*** DATA IN THIS EXERCISE ***

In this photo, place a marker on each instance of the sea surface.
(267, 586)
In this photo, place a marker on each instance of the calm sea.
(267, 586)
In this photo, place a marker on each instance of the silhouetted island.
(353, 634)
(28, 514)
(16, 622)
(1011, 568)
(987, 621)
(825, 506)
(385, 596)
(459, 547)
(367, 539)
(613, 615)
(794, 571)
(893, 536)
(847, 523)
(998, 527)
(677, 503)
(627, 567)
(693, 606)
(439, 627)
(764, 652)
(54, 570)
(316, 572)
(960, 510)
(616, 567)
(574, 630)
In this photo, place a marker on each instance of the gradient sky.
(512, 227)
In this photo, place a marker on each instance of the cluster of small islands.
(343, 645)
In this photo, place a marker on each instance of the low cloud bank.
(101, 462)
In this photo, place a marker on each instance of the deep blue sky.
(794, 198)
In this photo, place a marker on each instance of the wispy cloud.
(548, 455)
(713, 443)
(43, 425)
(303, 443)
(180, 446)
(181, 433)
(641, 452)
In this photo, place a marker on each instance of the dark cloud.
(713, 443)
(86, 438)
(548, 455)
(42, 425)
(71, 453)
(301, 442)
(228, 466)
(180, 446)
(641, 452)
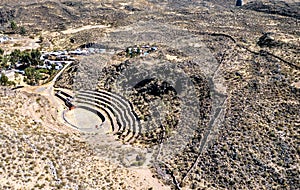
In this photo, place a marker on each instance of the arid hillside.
(224, 80)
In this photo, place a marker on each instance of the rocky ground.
(250, 88)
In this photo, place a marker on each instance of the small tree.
(13, 25)
(3, 79)
(22, 31)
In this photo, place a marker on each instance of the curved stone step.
(131, 134)
(133, 122)
(100, 101)
(113, 121)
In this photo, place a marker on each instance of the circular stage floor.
(84, 119)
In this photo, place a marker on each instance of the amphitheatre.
(152, 95)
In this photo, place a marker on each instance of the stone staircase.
(124, 122)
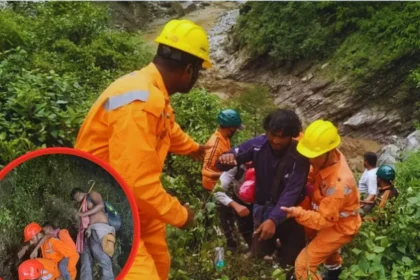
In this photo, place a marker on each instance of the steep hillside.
(356, 64)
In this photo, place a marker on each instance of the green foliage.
(295, 30)
(390, 33)
(388, 249)
(55, 58)
(372, 43)
(254, 104)
(39, 190)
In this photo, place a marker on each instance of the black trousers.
(228, 216)
(292, 239)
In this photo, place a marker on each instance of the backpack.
(114, 218)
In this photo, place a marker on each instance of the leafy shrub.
(55, 58)
(388, 249)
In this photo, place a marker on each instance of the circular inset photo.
(64, 217)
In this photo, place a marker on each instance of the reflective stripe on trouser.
(324, 248)
(62, 265)
(152, 261)
(93, 252)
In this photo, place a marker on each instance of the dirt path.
(352, 148)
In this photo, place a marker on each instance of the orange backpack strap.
(64, 236)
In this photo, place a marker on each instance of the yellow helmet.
(319, 138)
(188, 37)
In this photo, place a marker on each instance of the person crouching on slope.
(38, 269)
(53, 249)
(229, 122)
(51, 231)
(132, 127)
(335, 203)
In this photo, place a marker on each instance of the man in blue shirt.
(281, 175)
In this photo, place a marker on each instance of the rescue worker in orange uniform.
(38, 269)
(51, 231)
(52, 249)
(335, 202)
(132, 126)
(229, 123)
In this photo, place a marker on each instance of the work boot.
(332, 274)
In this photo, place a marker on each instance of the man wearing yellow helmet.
(132, 126)
(335, 202)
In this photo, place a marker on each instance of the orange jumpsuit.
(210, 174)
(132, 126)
(55, 250)
(64, 236)
(51, 271)
(335, 215)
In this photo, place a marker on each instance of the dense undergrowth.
(39, 191)
(370, 42)
(384, 250)
(55, 59)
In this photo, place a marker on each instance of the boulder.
(412, 142)
(390, 154)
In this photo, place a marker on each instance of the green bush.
(388, 249)
(55, 58)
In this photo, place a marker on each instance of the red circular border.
(110, 170)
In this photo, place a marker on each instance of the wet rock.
(365, 117)
(412, 142)
(307, 78)
(390, 154)
(189, 7)
(178, 8)
(301, 67)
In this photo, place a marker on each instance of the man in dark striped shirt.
(281, 175)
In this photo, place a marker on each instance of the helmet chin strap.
(326, 160)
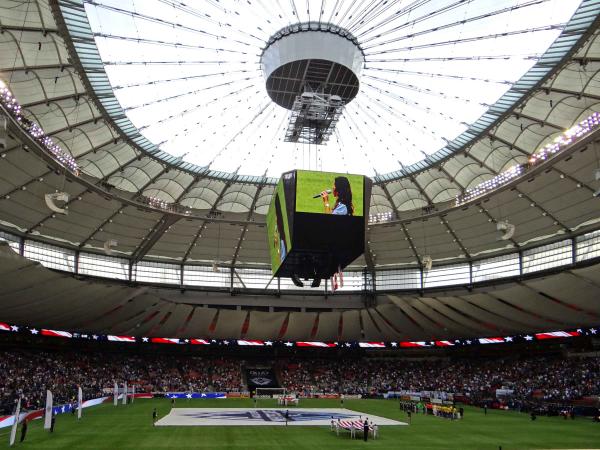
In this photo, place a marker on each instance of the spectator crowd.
(29, 373)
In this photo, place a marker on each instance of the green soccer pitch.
(130, 427)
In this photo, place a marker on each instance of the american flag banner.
(496, 340)
(371, 344)
(206, 395)
(251, 342)
(557, 334)
(410, 344)
(165, 341)
(120, 338)
(56, 333)
(315, 344)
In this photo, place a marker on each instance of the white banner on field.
(79, 402)
(48, 411)
(13, 430)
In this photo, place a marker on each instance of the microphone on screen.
(319, 194)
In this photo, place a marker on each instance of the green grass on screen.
(308, 184)
(130, 427)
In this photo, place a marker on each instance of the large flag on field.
(79, 402)
(48, 412)
(13, 431)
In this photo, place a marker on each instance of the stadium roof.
(54, 63)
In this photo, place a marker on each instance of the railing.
(558, 254)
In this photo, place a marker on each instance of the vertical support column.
(471, 273)
(76, 268)
(520, 262)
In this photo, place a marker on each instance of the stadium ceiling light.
(108, 246)
(508, 229)
(427, 263)
(3, 133)
(56, 197)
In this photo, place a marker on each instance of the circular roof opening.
(191, 78)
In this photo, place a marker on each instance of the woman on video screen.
(280, 242)
(343, 205)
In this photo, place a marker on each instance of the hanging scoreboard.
(316, 223)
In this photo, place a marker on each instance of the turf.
(130, 427)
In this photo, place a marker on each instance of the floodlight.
(56, 197)
(297, 281)
(507, 228)
(108, 245)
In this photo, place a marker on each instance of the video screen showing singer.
(279, 241)
(343, 198)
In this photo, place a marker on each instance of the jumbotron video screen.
(316, 223)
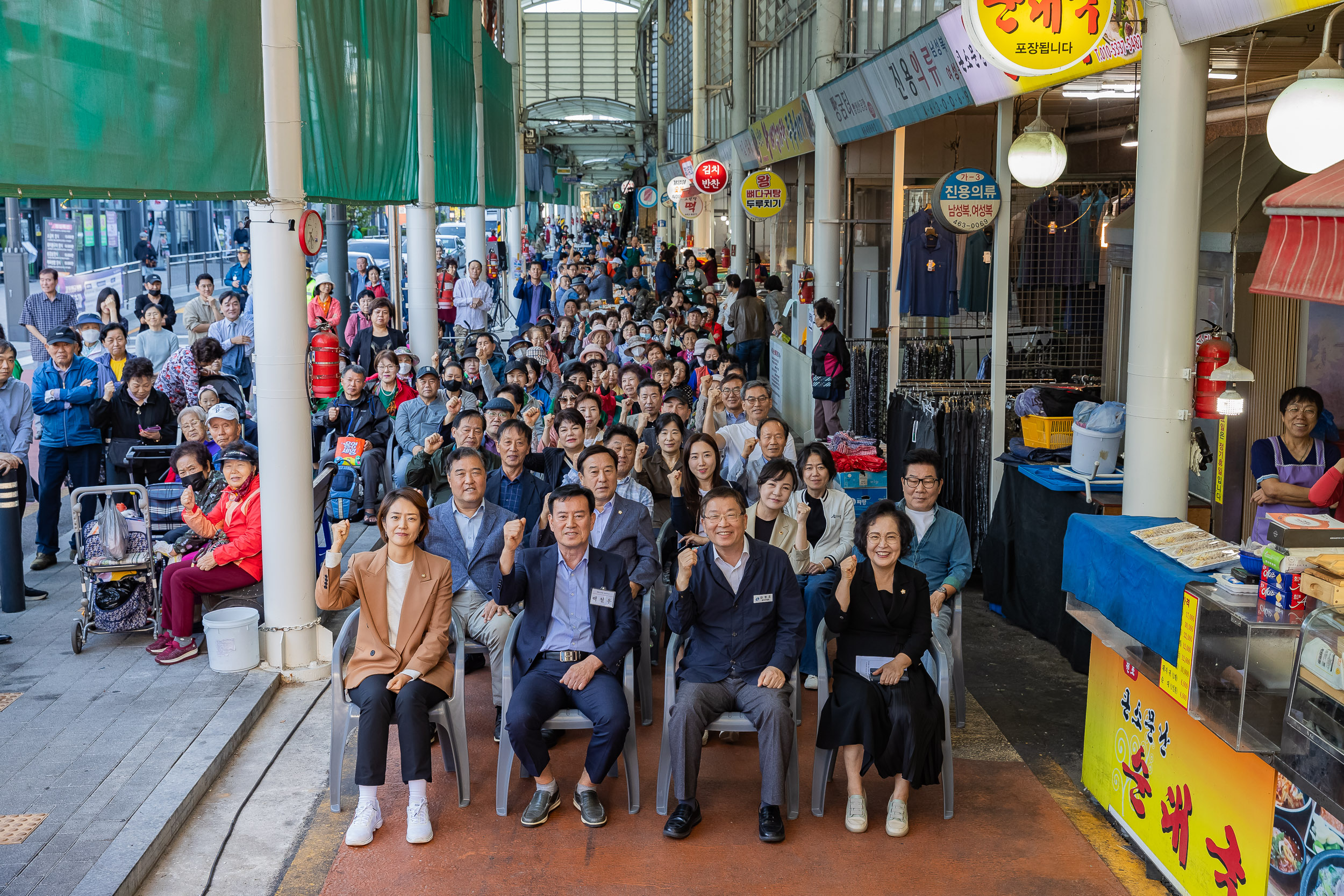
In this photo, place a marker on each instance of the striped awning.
(1304, 252)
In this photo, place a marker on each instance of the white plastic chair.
(566, 720)
(824, 761)
(724, 722)
(448, 715)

***

* WHAT IS EXPECTED *
Verbatim output of every entry above is required, though pictures are to be left out.

* EXPECTED ANSWER *
In this photo, place a marker on each instance of the sea surface.
(267, 586)
In this photo, place a marker on each instance of the calm sea.
(267, 586)
In this photo, place a marker on each instance of the silhouetted island.
(353, 634)
(28, 514)
(16, 622)
(1011, 568)
(987, 621)
(825, 506)
(385, 596)
(459, 547)
(367, 539)
(613, 615)
(794, 571)
(893, 536)
(847, 523)
(998, 527)
(677, 503)
(627, 567)
(693, 606)
(439, 627)
(764, 652)
(54, 570)
(316, 572)
(960, 510)
(616, 567)
(574, 630)
In this photo, place a marker on each instance of the gradient sky.
(512, 227)
In this photo, place a marker on each instance of the cluster of small islands.
(343, 645)
In this photo, place a marker on each instance of the low cloud bank.
(101, 462)
In this photo, place a marker on each instance of the deep blue sky.
(794, 198)
In this photo, place a marker on each instance of the wispy cloud.
(548, 455)
(713, 443)
(43, 425)
(303, 443)
(180, 446)
(181, 433)
(641, 452)
In this photo, place a marker on each instance of the dark cloud.
(713, 443)
(86, 438)
(548, 455)
(42, 425)
(71, 453)
(301, 442)
(228, 466)
(180, 446)
(641, 452)
In this photo, place a marker on each instance of the arid hillside.
(224, 80)
In this photo, place a marker on each instance of the rocky ground.
(250, 88)
In this photo, place a marker on each instance of the small tree.
(13, 25)
(3, 79)
(22, 31)
In this photo, place a marker on each instance of the curved stone step.
(131, 134)
(133, 122)
(100, 101)
(113, 121)
In this photo, place a marker on each instance of the circular stage floor.
(84, 119)
In this photo, place a marker on each instance of the amphitheatre.
(152, 95)
In this photo, place a marker on each instance of the stone staircase.
(124, 122)
In this photo, place a marker on each instance of the steep hillside.
(356, 64)
In this photo, place a marker on each instance of the green foliage.
(295, 30)
(390, 33)
(388, 249)
(55, 58)
(372, 43)
(254, 104)
(39, 190)
In this photo, place a marker on each instance of the black trousers.
(228, 216)
(292, 239)
In this photo, place a marker on each instance of the backpack.
(114, 218)
In this photo, place a marker on each instance of the leafy shrub.
(55, 58)
(388, 249)
In this photo, place a marker on each instance of the circular inset photo.
(64, 217)
In this photo, place a marker on each instance of the reflective stripe on trouser.
(324, 248)
(62, 265)
(152, 261)
(93, 252)
In this photo, place a marker on each instance of the dirt path.
(352, 148)
In this photo, place a marker on each instance of the orange backpack strap.
(64, 236)
In this photo, place a marker on each instance of the yellow helmet.
(319, 138)
(188, 37)
In this photo, place a marker on each instance of the person crouching on slope.
(38, 269)
(53, 249)
(229, 122)
(51, 231)
(132, 127)
(335, 203)
In this photo, place a marker on each instance of the man in blue shirt.
(281, 175)
In this photo, place a marker on each instance of the rescue worker in orange uniform.
(38, 269)
(51, 231)
(52, 249)
(335, 202)
(132, 126)
(229, 123)
In this photo, place a marker on each instance of the work boot.
(332, 274)
In this photo, place a marker on each instance of the man wearing yellow helmet.
(132, 126)
(335, 202)
In this photo, place a marker on each instance of the orange jumpsuit.
(210, 174)
(132, 126)
(55, 250)
(64, 236)
(51, 271)
(335, 215)
In this photo, place a marker on each instance of the dense undergrowth.
(39, 191)
(370, 42)
(384, 250)
(55, 59)
In this photo, place a marker on each instance of the boulder.
(412, 142)
(390, 154)
In this photo, place a marker on each instance of the green bush.
(388, 249)
(55, 58)
In this photo, place a marker on each instance of the red circular border.
(110, 170)
In this photo, place a marker on each instance of the wet rock.
(365, 117)
(412, 142)
(307, 78)
(390, 154)
(189, 7)
(178, 8)
(301, 67)
In this photo, place a marker on each instance of the man in dark striped shirt.
(281, 175)
In this photo, place a marker on each instance of the helmet chin strap.
(326, 160)
In this photo, place a marker on each instance of the spectator crowd.
(29, 373)
In this photo, place a marker on each instance of the green soccer pitch.
(130, 427)
In this photo, place a marker on each instance of the american flag banner.
(496, 340)
(371, 344)
(206, 395)
(251, 342)
(557, 334)
(410, 344)
(165, 341)
(120, 338)
(56, 333)
(315, 344)
In this photo, place a marker on each instance of the white banner on field.
(79, 402)
(48, 411)
(13, 430)
In this photo, place a marker on each instance of the microphone on screen.
(319, 194)
In this photo, place a marker on each instance of the green grass on screen.
(308, 184)
(130, 427)
In this photo, place a marker on each instance of the large flag on field.
(79, 402)
(48, 412)
(13, 431)
In this photo, place a marker on each instance of the stadium roof.
(54, 63)
In this photo, place a marker on each instance of the railing.
(558, 254)
In this photo, place a marker on each instance of the vertical support column.
(471, 273)
(76, 268)
(520, 262)
In this photo, place a marker on each instance of the stadium ceiling light.
(108, 246)
(508, 229)
(427, 263)
(3, 133)
(56, 197)
In this photo, place a marker on each instance of the circular roof opening.
(191, 78)
In this photo, place a marker on each instance of the woman on video screen.
(280, 242)
(343, 205)
In this photo, place a marker on each instance of the hanging scoreboard.
(316, 223)
In this photo, place a marker on each instance of the turf.
(130, 427)
In this photo, place a marker on each instance of the floodlight.
(56, 197)
(297, 281)
(507, 228)
(108, 245)
In this photo, place a marker on each instance of the video screen showing singer.
(279, 241)
(343, 198)
In this photo, place a marker on each instance of the jumbotron video screen.
(316, 223)
In this photo, place a marker on each instance of the striped awning.
(1304, 252)
In this photo, place a marker on each instance of the white plastic chair.
(566, 720)
(824, 761)
(724, 722)
(448, 715)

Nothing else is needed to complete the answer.